Start of DATASET

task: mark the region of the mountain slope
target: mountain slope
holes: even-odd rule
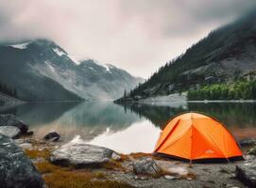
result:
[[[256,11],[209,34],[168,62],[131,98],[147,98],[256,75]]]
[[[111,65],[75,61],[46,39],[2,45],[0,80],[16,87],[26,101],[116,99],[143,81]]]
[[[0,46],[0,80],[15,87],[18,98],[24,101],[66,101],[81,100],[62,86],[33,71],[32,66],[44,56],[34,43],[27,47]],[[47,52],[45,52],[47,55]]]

End of DATASET
Start of DATASET

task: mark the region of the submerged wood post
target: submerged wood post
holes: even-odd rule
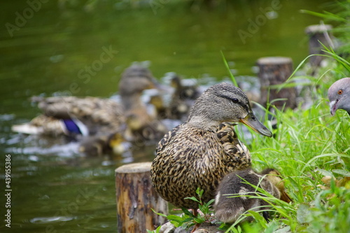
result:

End of DATASET

Count the lines in the material above that contain the word "wood". Reply with the number alone.

2